**Doel A**
Bij welk gerechtshof kan volgens de uitspraak over de ondertoezichtstelling hoger beroep worden ingesteld?
**Doel B**
Citeer uit de uitspraak over de ondertoezichtstelling het stuk dat begint bij de woorden "Beschikking van de" en eindigt na de woorden "[minderjarige 2] .".

**Geselecteerd fragment**
***

ECLI:NL:RBZWB:2024:2008

Rechtbank Zeeland-West-Brabant

Datum uitspraak
14 maart 2024
Publicatiedatum
26 maart 2024
Zaaknummer
C/02/419364 JE RK 24-311
Instantie
Rechtbank Zeeland-West-Brabant
Type
Uitspraak
Procedures
  • Rekestprocedure
Rechters
  • mr. Struijs
Vindplaatsen
  • Rechtspraak.nl
AI samenvatting door LexboostAutomatisch gegenereerd

Ondertoezichtstelling van minderjarigen in het kader van de ontwikkeling en hechting

In deze zaak heeft de kinderrechter van de Rechtbank Zeeland-West-Brabant op 14 maart 2024 uitspraak gedaan in een verzoek tot ondertoezichtstelling van twee minderjarigen, [minderjarige 1] en [minderjarige 2]. De Raad voor de Kinderbescherming heeft verzocht om de ondertoezichtstelling voor de duur van een jaar, met als doel de sociaal-emotionele ontwikkeling van de kinderen te waarborgen. De ouders, die beiden belast zijn met het ouderlijk gezag, hebben ingestemd met de ondertoezichtstelling, maar er zijn grote zorgen over de hechtingsrelatie tussen de kinderen en hun vader, die al meer dan drie maanden geen contact met hen heeft gehad. De kinderrechter heeft vastgesteld dat er sprake is van een ernstige ontwikkelingsbedreiging voor de kinderen, mede door de conflicten tussen de ouders en het gebrek aan samenwerking. De kinderrechter heeft besloten om de kinderen onder toezicht te stellen van Stichting Jeugdbescherming Brabant, met als doel het contact tussen de vader en de kinderen te herstellen en een hulpverleningstraject op te starten. De beslissing is uitvoerbaar bij voorraad verklaard, en hoger beroep kan worden ingesteld bij het gerechtshof te ‘s-Hertogenbosch.

Uitspraak

RECHTBANK ZEELAND-WEST-BRABANT

Familie- en Jeugdrecht
Locatie Breda
Zaaknummer: C/02/419364 / JE RK 24-311
Datum uitspraak: 14 maart 2024

Beschikking van de kinderrechter over een ondertoezichtstelling

in de zaak van

RAAD VOOR DE KINDERBESCHERMING REGIO ZUIDWEST NEDERLAND,

locatie Breda, hierna te noemen: de raad,
over
[minderjarige 1], geboren op [geboortedag 1] 2020 in [geboorteplaats] ,
hierna te noemen [minderjarige 1] ,
[minderjarige 2], geboren op [geboortedag 2] 2021 in [geboorteplaats] ,
hierna te noemen [minderjarige 2] .
De kinderrechter merkt als belanghebbenden aan:
[de moeder],
hierna te noemen de moeder,
wonende in [woonplaats 1] ,
advocaat mr. L.E. Swart,

[de vader] ,

hierna te noemen de vader,
wonende in [woonplaats 2] ,
advocaat mr. T.E. Kranenburg.

***

(Vastgelegde gegevens)
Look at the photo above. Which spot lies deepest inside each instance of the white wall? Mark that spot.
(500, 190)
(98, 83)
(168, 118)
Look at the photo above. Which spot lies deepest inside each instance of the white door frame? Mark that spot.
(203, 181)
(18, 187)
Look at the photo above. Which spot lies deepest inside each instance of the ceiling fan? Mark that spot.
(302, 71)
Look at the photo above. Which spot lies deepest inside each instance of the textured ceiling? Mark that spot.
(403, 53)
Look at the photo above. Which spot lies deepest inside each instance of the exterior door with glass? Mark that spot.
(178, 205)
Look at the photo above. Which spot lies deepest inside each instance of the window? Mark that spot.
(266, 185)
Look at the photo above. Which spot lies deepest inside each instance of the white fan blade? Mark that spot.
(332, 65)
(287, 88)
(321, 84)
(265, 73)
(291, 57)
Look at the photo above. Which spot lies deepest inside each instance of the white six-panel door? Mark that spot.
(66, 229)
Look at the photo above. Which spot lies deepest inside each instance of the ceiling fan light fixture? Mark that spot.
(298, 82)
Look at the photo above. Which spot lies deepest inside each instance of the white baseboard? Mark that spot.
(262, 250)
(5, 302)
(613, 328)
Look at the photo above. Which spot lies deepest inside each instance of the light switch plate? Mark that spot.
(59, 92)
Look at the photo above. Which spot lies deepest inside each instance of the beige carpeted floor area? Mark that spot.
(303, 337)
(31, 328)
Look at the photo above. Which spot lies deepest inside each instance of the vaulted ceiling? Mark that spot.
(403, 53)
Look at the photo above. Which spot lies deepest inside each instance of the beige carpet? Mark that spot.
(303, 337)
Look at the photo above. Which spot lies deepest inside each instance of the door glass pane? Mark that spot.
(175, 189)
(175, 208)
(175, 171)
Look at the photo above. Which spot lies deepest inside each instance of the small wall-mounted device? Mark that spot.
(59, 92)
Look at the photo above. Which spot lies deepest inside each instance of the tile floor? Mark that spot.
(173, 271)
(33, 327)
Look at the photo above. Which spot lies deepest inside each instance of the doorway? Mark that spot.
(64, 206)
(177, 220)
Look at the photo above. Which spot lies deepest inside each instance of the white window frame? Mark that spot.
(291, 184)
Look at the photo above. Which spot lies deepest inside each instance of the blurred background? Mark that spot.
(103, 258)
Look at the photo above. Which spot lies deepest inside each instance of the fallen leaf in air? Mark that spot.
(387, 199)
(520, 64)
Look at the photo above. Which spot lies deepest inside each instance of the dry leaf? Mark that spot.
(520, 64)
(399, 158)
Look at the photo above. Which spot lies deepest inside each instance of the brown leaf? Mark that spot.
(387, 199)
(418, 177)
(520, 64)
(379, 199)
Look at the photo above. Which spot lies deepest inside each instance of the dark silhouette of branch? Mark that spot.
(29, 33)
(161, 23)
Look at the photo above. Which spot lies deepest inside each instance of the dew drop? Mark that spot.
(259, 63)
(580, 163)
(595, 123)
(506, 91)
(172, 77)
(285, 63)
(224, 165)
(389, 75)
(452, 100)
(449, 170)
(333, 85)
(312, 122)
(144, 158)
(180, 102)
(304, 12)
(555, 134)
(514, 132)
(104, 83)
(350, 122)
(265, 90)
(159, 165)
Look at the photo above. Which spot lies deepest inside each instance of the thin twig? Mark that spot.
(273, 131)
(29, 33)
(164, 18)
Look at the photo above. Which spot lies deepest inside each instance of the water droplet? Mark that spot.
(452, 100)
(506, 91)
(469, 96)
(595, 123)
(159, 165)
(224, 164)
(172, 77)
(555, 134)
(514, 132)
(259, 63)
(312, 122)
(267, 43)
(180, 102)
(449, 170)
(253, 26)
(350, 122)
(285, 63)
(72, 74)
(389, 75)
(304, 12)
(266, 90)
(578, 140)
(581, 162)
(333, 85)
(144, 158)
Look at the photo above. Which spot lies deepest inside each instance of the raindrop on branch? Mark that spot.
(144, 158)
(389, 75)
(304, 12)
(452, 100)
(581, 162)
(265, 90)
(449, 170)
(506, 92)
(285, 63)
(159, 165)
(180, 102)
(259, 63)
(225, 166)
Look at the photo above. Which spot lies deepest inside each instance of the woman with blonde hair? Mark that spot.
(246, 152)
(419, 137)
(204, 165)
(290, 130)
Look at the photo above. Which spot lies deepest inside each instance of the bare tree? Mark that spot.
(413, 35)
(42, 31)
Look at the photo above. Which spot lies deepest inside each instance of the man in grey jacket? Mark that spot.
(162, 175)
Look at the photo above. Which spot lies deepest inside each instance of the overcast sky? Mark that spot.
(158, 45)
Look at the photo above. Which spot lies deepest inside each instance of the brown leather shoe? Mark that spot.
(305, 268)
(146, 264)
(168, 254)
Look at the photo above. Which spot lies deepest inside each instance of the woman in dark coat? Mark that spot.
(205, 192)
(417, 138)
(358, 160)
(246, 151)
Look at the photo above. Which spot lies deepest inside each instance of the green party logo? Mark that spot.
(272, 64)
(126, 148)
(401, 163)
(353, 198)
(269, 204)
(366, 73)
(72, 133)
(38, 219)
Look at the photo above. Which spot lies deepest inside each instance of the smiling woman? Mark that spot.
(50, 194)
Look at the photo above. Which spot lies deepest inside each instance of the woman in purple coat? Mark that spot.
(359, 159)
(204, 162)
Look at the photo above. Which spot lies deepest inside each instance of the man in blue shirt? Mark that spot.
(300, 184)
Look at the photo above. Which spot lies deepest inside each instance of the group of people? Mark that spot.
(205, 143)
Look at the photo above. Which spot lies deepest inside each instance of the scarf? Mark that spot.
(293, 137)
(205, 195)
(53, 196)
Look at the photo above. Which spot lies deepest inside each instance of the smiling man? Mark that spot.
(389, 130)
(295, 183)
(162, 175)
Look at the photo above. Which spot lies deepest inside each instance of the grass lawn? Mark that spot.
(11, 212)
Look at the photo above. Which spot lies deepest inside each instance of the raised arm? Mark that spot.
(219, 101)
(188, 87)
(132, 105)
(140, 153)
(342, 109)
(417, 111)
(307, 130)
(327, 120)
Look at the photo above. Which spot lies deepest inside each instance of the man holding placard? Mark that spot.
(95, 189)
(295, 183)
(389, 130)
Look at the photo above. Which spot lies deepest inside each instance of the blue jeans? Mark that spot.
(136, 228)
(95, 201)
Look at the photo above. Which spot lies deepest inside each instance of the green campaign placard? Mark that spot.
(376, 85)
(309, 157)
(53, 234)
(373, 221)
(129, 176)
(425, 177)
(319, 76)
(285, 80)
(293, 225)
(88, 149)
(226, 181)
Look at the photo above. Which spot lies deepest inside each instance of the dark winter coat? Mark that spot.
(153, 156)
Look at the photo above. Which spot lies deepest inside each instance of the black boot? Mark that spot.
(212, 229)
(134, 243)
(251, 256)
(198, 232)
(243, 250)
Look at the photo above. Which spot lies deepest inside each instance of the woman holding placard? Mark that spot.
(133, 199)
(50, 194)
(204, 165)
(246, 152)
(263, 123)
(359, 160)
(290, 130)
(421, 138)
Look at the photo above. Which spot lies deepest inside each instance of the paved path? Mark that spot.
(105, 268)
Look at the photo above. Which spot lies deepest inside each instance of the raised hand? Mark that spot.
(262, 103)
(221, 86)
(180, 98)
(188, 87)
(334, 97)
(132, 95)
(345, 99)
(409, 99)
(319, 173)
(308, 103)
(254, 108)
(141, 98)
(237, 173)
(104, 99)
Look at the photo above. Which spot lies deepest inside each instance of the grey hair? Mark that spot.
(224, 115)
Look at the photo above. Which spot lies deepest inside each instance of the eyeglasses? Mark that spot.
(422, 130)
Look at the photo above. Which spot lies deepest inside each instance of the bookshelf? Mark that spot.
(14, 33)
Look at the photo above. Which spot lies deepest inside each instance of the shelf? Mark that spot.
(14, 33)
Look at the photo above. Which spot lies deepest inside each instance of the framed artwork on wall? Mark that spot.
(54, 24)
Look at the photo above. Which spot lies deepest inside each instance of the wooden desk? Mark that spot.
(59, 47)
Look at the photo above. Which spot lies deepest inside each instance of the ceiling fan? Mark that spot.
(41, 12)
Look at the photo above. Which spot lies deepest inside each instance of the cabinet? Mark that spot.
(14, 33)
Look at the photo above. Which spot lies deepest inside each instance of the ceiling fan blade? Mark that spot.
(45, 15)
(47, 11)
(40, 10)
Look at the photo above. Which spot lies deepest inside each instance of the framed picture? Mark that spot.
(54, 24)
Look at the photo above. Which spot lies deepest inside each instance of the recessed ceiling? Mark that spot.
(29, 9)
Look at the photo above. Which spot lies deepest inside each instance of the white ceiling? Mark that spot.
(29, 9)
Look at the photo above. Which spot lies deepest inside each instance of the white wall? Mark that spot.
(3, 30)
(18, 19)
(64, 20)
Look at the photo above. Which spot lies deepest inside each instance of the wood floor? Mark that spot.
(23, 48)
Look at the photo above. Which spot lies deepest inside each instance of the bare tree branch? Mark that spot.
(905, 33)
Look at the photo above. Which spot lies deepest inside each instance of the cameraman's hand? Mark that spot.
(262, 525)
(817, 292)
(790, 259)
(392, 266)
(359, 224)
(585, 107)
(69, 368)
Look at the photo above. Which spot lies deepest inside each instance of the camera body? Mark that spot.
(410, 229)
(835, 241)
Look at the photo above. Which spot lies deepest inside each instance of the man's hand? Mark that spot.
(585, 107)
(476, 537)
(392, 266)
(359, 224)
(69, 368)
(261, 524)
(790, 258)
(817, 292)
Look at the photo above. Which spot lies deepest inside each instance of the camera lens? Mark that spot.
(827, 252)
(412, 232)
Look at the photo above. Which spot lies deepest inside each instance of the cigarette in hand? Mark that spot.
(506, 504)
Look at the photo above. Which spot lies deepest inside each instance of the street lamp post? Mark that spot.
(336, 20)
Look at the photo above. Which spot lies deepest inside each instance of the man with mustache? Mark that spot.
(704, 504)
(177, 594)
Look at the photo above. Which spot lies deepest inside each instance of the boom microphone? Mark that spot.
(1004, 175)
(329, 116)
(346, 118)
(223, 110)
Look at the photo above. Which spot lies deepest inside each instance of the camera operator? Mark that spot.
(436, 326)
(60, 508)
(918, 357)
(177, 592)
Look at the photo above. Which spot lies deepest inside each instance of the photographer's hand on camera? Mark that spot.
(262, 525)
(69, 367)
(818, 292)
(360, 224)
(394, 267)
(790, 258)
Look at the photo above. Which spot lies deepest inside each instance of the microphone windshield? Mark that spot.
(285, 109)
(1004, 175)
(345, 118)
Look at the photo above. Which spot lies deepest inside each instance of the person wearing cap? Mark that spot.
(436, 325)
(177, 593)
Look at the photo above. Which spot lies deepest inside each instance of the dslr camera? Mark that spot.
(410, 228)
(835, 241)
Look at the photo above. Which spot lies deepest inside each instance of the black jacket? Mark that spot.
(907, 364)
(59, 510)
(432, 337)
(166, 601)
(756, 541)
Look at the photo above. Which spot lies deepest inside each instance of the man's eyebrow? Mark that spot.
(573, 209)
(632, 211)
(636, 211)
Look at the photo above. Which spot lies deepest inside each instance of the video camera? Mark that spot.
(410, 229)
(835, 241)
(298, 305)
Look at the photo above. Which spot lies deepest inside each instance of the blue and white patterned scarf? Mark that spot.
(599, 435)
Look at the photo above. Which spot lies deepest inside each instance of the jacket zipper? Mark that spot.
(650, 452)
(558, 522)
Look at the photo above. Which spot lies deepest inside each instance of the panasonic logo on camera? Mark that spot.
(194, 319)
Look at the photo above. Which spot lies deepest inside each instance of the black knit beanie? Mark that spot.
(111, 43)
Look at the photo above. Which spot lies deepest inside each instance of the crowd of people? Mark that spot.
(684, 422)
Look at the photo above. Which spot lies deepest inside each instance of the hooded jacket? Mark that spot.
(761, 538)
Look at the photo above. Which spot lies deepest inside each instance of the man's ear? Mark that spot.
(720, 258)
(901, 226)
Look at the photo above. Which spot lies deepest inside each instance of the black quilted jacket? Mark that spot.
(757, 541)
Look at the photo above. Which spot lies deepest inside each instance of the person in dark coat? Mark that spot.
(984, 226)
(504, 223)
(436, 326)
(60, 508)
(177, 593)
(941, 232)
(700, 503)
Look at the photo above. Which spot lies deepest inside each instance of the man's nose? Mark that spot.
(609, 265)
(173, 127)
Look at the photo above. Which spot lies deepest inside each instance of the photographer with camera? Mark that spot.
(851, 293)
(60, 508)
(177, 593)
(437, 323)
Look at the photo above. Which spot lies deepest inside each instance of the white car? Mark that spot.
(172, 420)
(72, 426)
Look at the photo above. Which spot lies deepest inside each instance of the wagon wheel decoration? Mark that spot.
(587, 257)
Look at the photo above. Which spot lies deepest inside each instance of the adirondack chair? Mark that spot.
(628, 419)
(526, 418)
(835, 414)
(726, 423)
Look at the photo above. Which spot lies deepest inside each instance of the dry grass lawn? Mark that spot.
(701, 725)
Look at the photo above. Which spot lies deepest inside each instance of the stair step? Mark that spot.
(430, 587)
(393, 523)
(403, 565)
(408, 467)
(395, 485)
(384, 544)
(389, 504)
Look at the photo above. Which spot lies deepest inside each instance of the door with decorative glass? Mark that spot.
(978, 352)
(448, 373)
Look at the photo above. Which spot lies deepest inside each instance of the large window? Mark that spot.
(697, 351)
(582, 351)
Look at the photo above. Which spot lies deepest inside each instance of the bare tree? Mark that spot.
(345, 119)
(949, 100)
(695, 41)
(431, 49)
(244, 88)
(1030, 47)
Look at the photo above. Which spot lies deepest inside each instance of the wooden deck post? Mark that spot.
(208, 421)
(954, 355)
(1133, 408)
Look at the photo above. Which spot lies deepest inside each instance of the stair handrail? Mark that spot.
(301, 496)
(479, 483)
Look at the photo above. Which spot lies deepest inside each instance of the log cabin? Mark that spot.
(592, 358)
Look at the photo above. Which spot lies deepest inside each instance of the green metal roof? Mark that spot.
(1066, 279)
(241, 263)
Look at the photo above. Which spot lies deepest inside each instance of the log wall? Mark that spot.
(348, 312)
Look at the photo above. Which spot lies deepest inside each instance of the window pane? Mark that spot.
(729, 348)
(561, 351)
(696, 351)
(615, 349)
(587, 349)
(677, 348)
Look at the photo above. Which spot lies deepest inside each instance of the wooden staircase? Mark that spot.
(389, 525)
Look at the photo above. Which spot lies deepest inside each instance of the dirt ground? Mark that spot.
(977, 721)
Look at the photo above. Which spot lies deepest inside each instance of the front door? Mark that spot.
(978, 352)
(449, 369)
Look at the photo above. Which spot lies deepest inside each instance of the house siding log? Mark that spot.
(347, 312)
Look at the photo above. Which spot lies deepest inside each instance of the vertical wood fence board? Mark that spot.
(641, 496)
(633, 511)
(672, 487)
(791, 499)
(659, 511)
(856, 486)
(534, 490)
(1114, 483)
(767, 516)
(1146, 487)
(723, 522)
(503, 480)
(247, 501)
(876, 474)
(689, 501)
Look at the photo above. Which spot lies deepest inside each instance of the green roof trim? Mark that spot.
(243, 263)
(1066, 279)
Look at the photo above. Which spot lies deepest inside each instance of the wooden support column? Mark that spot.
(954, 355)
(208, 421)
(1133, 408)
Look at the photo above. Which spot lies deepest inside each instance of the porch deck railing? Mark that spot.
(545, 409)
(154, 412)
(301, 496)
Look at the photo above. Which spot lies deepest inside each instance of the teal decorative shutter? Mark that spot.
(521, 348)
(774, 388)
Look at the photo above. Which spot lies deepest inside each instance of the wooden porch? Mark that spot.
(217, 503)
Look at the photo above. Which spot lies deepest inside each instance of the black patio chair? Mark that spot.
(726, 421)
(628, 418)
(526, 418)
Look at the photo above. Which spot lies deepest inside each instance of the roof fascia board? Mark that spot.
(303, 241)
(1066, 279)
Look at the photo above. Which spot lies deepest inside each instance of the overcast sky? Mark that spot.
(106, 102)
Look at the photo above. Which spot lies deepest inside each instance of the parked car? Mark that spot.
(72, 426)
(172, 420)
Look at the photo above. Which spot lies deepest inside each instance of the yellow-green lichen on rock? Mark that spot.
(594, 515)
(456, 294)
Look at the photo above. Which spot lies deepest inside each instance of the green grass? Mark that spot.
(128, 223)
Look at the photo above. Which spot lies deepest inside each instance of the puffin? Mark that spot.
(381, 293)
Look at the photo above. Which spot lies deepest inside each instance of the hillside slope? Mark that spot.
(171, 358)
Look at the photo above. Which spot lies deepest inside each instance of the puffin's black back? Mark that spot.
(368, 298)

***

**Volledig antwoord A**
Bij het gerechtshof te ‘s-Hertogenbosch.

**Volledig antwoord B**
Beschikking van de kinderrechter over een ondertoezichtstelling

in de zaak van

RAAD VOOR DE KINDERBESCHERMING REGIO ZUIDWEST NEDERLAND,

locatie Breda, hierna te noemen: de raad,
over
[minderjarige 1], geboren op [geboortedag 1] 2020 in [geboorteplaats] ,
hierna te noemen [minderjarige 1] ,
[minderjarige 2], geboren op [geboortedag 2] 2021 in [geboorteplaats] ,
hierna te noemen [minderjarige 2] .